Kaynak
○ ○ ○

Ameliyat ekibinde bir doktor olsanız, hastaya yapılan operasyon sırasında nasıl davranırsınız?
1-Hastanın sağlığına kavuşması için elinizden ne geliyorsa esirgemeyip ameliyat ekibinin başkanına yardımcı olursunuz.
2- “Hastayı bu hale sen düşürdün, yanlış ilaç verdin, önlem almadın, ameliyat masası iyi değil, masken kalitesiz, malzeme yetersiz” gibi gereksiz, zamansız, saçma sapan sorularla ameliyatı gerçekleştiren doktorun motivasyonunu bozarsınız. Tabii ki hastanın yaşamını da tehlikeye atarsınız.
CHP, Türkiye’nin ciğerlerinin yandığı bir zamanda aynen ikinci şıktaki gibi davranmış ve buradan siyasi bir rant elde etmeye çalışmıştır.
CHP’den koro halinde günlerce şu iddialar ortaya atılmıştır:
-THK’daki uçaklar niye kullanılmıyor?
-Yanan ormanlar imara açılacak.
-Bizi yangınla ilgili koordinasyon toplantılarına almıyorlar.
-TOMA’lar yangın söndürme çalışmalarında niye yok?
-Kızılay nerede, TSK neden devrede değil?
Vs. vs.
Utanmasalar, “Devlet nerede” diyecekler…
GÖREVLERİNİ YAPAN GAZETECİLERE MÜDAHALE
THK meselesi uzun bir konu ama şunu belirtmeden geçmeyelim: İflas eden ve artık yerinden kımıldayacak hali kalmadığı için kayyum talebinde bulunan THK himmete muhtaç durumdayken devasa yangına nasıl müdahale edecek?

○ ○ ○

(Adlandırılmış bölgelere ait görsel kayıtlar)
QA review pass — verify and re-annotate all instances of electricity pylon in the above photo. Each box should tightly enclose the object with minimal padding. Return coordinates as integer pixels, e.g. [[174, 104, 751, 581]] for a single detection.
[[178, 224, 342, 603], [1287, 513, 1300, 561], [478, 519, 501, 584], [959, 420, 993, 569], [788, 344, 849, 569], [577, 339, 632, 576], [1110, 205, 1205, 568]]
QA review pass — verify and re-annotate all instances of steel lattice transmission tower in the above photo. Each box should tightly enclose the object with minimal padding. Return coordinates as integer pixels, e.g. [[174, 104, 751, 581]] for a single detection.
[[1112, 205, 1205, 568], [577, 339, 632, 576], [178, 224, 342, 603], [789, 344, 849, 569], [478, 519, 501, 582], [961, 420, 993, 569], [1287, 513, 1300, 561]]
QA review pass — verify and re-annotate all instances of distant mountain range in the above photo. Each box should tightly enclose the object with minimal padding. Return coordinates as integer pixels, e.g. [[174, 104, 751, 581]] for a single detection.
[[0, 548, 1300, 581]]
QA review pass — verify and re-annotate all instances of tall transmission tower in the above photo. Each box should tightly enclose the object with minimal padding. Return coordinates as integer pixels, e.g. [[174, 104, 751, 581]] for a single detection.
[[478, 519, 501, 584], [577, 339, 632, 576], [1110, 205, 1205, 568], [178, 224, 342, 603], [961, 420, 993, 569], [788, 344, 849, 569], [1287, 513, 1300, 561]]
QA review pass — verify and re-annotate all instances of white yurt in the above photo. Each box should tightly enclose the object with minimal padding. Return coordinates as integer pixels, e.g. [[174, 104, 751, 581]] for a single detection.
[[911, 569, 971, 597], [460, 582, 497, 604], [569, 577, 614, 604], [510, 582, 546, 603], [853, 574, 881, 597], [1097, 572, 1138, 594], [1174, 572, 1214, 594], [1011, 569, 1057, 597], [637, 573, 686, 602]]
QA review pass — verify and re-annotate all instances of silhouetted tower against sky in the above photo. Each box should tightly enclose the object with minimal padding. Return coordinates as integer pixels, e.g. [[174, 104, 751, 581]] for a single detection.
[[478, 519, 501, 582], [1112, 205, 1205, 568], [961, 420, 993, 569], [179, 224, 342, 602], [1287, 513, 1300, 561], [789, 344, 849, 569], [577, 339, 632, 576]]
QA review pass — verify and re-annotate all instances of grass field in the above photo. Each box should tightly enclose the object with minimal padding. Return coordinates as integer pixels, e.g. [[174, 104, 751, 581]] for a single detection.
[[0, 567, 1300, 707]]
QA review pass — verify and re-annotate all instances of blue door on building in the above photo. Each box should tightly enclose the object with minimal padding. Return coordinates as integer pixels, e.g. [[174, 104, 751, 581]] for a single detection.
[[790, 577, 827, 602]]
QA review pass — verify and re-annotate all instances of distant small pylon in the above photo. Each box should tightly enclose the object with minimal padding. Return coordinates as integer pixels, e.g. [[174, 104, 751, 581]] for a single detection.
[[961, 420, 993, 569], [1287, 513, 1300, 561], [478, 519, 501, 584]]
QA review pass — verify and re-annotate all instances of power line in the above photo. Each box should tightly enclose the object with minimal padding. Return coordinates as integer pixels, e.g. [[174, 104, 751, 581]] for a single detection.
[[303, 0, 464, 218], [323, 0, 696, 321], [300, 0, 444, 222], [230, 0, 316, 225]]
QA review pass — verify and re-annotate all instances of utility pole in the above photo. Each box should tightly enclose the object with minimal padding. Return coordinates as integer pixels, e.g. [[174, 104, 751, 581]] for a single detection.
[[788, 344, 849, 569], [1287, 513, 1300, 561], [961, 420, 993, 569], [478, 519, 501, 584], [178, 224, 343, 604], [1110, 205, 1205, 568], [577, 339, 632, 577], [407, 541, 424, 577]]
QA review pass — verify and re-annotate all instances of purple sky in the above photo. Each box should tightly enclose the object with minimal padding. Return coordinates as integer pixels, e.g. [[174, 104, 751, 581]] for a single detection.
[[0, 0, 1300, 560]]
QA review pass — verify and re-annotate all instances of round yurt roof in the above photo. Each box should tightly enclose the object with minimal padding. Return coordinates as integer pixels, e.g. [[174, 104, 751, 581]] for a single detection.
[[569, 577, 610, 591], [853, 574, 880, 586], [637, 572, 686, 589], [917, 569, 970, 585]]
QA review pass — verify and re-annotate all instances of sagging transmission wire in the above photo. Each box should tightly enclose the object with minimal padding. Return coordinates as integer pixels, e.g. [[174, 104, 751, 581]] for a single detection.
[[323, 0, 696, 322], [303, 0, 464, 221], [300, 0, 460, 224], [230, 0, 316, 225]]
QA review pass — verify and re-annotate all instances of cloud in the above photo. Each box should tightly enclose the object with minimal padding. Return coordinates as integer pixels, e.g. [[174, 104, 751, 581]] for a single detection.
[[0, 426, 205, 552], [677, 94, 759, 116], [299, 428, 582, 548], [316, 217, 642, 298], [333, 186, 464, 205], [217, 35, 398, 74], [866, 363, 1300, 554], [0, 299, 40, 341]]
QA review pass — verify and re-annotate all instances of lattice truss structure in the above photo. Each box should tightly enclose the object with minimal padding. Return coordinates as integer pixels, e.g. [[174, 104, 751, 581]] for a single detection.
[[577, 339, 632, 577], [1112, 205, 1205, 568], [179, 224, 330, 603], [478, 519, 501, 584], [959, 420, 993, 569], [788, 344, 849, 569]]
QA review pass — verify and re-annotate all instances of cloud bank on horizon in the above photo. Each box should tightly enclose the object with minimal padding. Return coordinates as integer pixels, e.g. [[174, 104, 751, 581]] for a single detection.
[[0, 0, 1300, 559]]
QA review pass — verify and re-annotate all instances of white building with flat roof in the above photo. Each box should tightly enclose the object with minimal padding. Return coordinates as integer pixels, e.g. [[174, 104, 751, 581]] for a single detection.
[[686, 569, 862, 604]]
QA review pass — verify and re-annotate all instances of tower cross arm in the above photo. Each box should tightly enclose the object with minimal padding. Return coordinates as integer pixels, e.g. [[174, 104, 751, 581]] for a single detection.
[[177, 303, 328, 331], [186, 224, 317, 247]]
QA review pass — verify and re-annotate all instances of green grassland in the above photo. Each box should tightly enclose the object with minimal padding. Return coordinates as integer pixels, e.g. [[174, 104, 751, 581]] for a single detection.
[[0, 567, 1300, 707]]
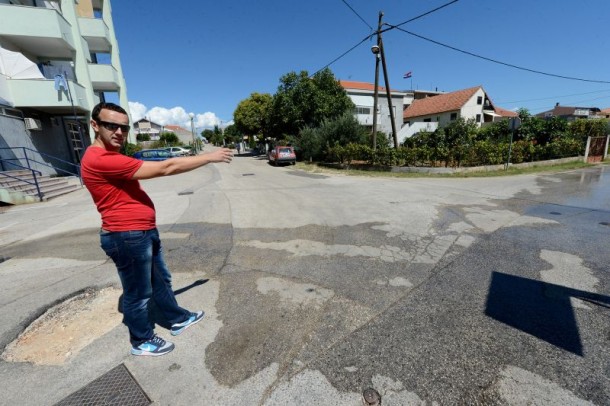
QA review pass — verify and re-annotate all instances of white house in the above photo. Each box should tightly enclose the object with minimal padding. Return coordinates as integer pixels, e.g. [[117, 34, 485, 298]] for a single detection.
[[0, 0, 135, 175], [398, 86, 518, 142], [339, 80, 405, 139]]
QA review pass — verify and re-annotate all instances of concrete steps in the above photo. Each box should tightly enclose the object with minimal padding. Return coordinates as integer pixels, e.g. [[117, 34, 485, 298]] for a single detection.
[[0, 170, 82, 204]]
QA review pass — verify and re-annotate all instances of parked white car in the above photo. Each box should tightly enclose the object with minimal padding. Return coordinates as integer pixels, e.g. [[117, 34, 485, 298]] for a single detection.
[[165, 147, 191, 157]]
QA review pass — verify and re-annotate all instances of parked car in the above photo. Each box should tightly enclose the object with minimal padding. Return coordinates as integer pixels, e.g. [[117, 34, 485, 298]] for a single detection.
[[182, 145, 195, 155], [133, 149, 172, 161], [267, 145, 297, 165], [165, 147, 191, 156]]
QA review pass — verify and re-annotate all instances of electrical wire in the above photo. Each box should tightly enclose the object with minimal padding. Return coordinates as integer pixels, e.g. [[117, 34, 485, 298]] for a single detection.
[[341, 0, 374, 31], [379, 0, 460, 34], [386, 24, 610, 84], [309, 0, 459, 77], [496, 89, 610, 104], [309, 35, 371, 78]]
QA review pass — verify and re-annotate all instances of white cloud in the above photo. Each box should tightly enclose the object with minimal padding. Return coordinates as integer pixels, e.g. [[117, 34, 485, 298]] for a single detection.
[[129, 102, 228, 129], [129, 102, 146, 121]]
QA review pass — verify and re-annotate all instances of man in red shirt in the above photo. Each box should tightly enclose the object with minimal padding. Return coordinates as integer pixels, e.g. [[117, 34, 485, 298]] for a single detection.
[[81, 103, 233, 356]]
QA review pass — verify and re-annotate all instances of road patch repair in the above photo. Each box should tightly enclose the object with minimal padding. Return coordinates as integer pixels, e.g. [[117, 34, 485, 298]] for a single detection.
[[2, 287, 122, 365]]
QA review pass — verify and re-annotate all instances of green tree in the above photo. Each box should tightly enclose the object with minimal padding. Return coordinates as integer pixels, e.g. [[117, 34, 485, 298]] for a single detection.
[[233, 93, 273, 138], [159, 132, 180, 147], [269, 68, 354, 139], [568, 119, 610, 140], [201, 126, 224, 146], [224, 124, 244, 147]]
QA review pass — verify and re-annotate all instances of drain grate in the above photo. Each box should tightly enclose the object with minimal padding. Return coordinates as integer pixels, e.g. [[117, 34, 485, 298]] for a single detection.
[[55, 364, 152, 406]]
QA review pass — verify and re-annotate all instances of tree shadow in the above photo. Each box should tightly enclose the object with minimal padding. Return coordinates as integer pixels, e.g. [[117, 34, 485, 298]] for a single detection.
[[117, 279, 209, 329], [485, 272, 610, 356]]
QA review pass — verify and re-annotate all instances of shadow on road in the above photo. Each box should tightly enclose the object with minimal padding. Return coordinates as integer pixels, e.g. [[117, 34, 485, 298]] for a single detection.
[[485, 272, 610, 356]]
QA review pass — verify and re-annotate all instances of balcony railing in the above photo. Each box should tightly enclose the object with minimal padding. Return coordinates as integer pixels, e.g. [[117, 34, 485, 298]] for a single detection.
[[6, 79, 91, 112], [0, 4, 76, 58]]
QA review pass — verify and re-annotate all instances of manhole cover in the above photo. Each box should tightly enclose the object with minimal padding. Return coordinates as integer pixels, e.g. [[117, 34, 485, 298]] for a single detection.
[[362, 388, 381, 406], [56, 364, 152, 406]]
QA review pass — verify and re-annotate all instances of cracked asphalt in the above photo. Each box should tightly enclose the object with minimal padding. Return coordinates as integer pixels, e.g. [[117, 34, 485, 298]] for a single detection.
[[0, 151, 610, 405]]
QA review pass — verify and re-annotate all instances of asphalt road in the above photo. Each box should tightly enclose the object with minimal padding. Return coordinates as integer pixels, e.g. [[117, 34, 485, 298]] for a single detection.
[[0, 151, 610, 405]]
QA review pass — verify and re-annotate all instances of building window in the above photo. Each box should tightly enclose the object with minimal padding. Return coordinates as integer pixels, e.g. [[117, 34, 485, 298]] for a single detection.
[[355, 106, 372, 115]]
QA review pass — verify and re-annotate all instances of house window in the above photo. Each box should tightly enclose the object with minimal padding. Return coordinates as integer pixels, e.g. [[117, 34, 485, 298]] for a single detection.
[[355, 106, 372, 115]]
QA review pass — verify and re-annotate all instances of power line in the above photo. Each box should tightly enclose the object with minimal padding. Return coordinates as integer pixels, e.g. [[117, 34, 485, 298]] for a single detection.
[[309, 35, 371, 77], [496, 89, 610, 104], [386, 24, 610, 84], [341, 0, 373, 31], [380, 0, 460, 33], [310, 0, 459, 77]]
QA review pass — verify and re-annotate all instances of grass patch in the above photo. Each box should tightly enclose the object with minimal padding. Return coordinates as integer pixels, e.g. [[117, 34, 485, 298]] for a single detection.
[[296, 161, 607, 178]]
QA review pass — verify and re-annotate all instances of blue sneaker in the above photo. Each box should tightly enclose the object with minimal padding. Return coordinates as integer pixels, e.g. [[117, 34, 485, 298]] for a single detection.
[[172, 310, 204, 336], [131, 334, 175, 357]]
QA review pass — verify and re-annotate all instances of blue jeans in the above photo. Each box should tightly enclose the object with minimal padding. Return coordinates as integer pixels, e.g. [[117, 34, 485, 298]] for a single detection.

○ ○ ○

Görev 1
Kaynak metinde "CHP’den koro halinde" sözlerinden "çalışmalarında niye yok?" sözlerine kadar uzanan kısmı harfi harfine yazın.
Görev 2
Kaynak metni iki cümleyle özetleyin.
Görev 3
Kaynak metne göre CHP'den koro halinde ortaya atılan iddiaların tamamını listeleyin.

Görevin cevabı 1
CHP’den koro halinde günlerce şu iddialar ortaya atılmıştır:
-THK’daki uçaklar niye kullanılmıyor?
-Yanan ormanlar imara açılacak.
-Bizi yangınla ilgili koordinasyon toplantılarına almıyorlar.
-TOMA’lar yangın söndürme çalışmalarında niye yok?

Görevin cevabı 2
Kaynak metin, ameliyat sırasında doktorun motivasyonunu bozup hastanın yaşamını tehlikeye atan davranışı örnek göstererek CHP'nin Türkiye'nin ciğerlerinin yandığı bir zamanda bu şekilde davrandığını ve siyasi rant elde etmeye çalıştığını ileri sürer. Ardından CHP'den günlerce ortaya atılan iddiaları sıralar ve iflas eden THK'nın devasa yangına nasıl müdahale edeceğini sorar.

Görevin cevabı 3
- THK'daki uçaklar niye kullanılmıyor?
- Yanan ormanlar imara açılacak.
- Bizi yangınla ilgili koordinasyon toplantılarına almıyorlar.
- TOMA'lar yangın söndürme çalışmalarında niye yok?
- Kızılay nerede, TSK neden devrede değil?